Saved entries
++++++++++
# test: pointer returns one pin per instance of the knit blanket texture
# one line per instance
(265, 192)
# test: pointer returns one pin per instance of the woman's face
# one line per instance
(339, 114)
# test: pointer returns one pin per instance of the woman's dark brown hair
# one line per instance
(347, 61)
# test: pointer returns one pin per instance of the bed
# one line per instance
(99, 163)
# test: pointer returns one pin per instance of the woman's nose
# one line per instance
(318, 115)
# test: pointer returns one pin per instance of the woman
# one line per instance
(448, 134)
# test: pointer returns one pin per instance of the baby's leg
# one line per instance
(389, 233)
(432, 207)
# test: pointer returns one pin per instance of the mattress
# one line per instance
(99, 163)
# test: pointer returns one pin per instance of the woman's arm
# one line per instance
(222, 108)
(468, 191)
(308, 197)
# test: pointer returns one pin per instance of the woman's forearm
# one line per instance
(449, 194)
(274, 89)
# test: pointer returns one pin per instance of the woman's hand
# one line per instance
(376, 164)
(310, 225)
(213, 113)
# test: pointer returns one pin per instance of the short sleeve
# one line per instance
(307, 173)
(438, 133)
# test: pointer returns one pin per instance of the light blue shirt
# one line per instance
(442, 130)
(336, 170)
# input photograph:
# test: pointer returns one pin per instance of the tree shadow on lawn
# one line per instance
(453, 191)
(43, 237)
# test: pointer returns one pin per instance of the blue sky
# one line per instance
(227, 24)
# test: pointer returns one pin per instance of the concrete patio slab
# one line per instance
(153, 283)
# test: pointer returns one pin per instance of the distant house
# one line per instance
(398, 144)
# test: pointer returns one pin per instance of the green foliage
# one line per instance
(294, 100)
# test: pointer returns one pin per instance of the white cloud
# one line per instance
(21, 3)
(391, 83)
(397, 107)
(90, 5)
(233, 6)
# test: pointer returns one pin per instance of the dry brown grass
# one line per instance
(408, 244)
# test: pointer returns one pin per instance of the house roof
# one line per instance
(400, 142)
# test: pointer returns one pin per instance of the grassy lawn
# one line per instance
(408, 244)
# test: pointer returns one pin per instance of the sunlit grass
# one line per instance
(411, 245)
++++++++++
REQUIREMENT –
Pick out each line above that includes "brown" and show it.

EXERCISE RESULT –
# test: pointer returns one pin per instance of the woman's dark brown hair
# test: pointer returns one pin per instance of the dry brown grass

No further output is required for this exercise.